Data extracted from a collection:
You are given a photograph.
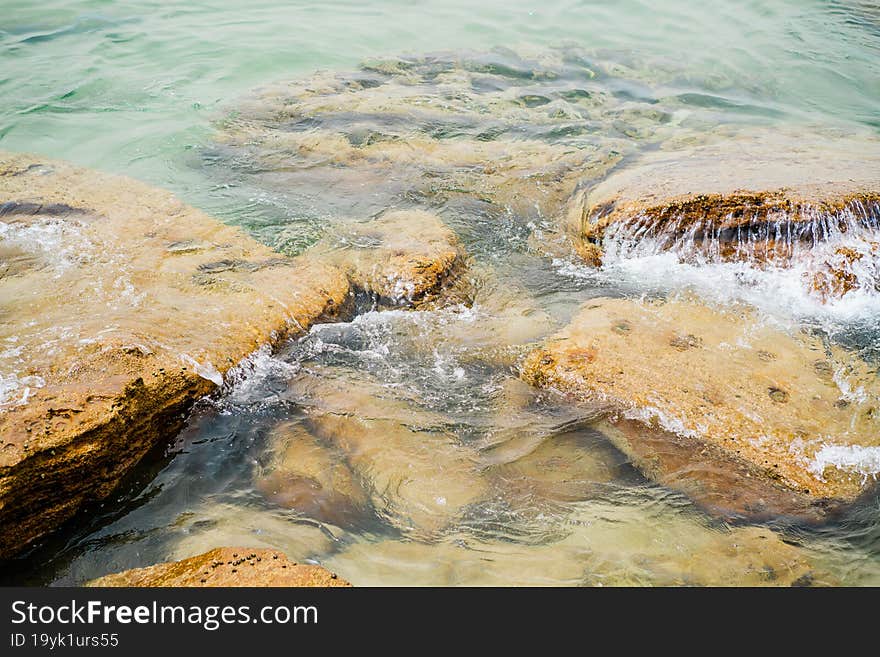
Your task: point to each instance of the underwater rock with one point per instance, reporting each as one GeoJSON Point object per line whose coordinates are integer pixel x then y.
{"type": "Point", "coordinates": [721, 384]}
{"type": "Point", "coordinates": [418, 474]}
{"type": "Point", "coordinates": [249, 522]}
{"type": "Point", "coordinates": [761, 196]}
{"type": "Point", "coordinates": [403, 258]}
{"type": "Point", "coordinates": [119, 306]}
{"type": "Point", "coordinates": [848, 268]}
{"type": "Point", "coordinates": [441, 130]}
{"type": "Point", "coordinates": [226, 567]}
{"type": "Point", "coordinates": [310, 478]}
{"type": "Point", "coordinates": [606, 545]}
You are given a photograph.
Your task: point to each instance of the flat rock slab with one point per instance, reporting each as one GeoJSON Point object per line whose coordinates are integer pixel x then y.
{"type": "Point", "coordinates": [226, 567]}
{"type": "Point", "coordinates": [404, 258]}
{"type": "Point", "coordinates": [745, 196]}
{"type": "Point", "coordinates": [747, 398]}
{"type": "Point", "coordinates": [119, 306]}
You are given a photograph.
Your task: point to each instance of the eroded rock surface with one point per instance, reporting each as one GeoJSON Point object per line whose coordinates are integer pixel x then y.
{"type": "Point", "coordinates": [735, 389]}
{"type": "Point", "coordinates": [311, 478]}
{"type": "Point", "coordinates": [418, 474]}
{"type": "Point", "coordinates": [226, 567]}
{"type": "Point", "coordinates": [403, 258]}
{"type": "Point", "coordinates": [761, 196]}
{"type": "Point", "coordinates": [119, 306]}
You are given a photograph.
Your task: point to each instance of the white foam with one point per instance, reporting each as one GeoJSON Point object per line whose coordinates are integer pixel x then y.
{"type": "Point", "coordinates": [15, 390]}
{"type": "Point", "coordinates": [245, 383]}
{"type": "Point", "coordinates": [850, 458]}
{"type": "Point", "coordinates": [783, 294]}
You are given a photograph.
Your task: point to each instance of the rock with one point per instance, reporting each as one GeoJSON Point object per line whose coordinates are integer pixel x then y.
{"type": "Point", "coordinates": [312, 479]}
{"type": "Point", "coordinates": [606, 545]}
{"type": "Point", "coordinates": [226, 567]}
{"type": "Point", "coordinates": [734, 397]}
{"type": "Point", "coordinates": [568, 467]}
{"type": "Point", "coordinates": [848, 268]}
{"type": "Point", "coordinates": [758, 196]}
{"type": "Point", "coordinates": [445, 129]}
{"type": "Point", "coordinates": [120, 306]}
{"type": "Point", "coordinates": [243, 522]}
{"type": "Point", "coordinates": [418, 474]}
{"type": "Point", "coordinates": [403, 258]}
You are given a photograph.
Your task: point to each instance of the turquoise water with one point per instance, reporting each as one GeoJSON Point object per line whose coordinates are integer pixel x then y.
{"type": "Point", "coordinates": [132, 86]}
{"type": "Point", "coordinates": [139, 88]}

* * *

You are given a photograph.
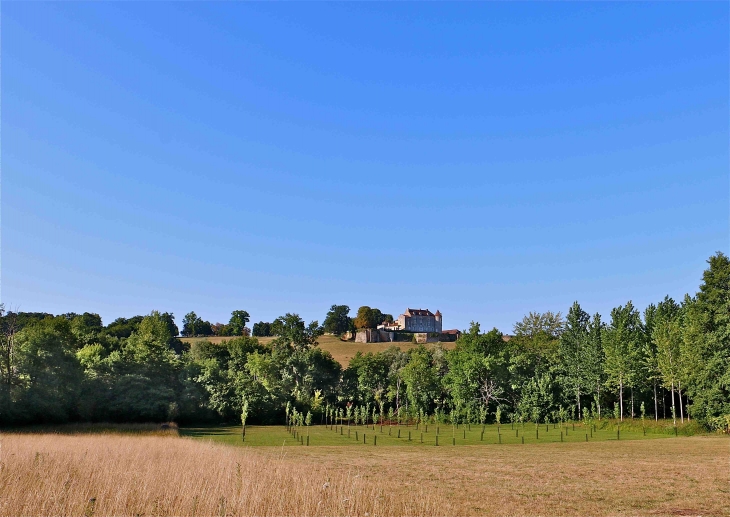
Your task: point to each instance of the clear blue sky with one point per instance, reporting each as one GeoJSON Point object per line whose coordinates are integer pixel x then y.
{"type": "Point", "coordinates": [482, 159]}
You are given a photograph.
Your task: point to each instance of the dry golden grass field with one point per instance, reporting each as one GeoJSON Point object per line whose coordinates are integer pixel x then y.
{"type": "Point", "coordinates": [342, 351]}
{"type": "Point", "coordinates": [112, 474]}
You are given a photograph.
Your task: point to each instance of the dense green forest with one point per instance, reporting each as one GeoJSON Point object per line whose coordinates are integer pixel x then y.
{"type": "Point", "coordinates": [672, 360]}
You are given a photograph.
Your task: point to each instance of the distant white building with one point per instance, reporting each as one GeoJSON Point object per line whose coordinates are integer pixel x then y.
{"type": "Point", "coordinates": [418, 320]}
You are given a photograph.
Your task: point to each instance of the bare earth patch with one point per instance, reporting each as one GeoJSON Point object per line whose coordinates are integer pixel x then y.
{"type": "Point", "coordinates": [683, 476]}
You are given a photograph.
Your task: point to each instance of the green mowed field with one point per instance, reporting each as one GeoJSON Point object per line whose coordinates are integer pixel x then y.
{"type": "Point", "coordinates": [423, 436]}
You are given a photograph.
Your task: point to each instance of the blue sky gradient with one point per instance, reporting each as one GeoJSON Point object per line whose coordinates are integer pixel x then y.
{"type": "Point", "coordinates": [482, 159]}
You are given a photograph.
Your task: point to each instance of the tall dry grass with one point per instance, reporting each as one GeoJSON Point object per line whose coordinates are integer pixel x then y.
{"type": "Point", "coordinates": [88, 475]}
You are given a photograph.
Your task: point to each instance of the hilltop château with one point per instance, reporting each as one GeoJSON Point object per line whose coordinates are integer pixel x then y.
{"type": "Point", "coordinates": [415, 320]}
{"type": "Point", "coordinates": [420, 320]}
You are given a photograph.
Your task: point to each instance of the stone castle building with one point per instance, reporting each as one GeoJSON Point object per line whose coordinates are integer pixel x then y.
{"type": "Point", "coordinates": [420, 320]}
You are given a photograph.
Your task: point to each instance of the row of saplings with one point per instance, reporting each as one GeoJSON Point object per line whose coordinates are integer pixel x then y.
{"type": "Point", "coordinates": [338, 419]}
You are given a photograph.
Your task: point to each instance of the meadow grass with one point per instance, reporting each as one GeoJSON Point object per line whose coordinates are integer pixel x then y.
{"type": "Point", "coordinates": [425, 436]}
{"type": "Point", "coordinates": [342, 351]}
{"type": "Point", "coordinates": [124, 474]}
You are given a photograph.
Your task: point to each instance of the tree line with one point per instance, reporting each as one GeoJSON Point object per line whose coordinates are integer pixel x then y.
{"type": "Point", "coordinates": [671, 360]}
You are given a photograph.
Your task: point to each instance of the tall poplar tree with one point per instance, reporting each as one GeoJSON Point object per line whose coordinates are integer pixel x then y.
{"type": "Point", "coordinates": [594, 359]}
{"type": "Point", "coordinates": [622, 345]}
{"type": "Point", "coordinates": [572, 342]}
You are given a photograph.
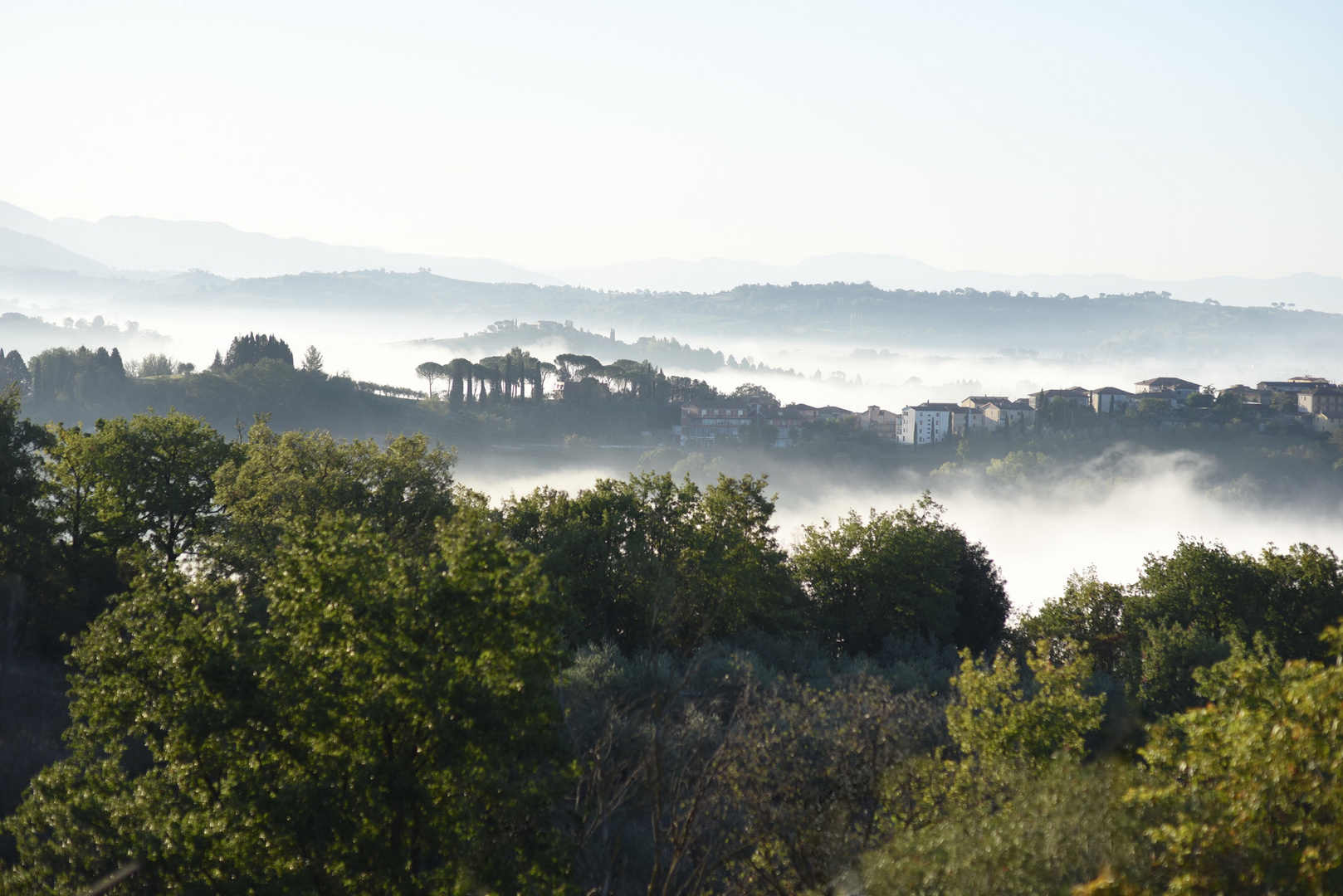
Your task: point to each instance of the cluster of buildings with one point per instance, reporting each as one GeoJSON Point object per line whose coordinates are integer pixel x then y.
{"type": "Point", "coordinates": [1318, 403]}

...

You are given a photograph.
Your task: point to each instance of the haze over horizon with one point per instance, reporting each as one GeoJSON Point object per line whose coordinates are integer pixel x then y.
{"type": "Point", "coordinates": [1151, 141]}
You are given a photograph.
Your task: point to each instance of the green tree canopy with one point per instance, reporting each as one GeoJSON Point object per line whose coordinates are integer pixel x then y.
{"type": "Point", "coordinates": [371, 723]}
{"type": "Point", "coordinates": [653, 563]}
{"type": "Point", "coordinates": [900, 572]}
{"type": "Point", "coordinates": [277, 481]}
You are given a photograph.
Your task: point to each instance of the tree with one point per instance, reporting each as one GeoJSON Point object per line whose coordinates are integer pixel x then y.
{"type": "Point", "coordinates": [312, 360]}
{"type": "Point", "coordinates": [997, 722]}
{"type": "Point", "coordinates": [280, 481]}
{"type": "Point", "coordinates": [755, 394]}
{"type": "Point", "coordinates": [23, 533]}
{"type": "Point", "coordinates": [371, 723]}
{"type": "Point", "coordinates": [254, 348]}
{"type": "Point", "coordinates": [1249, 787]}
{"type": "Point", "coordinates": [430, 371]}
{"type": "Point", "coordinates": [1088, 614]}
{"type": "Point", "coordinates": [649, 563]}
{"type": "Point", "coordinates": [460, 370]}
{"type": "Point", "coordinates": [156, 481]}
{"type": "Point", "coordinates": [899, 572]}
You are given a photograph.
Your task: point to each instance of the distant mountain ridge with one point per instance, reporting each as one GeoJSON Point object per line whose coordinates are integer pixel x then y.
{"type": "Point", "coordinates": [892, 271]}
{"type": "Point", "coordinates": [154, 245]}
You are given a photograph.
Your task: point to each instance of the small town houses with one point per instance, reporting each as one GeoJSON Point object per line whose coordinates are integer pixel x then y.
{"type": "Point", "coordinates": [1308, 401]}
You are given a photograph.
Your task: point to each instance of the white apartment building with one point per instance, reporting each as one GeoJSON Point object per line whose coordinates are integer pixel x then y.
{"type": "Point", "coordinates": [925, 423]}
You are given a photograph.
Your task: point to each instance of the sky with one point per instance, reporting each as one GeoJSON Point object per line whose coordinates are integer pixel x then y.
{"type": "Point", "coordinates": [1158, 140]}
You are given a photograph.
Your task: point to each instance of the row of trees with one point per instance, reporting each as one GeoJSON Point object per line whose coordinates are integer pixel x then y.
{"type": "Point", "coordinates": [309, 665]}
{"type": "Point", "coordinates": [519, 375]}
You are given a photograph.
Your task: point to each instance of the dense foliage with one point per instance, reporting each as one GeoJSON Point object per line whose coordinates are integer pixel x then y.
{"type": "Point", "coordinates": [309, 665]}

#### Task to complete:
Pick out every line of the entries above that contains the word "tall" and copy each such line. Matching is case-sensitive.

#### Final result:
Your task: point to each instance of the tall dry grass with one point per instance, reporting each as one GeoJSON Point object per line whose coordinates are integer pixel x then y.
Your task: point to each instance of the tall poplar tree with one point per instance, reporting each as one GeoJSON Point object per line whose coordinates are integer pixel x then y.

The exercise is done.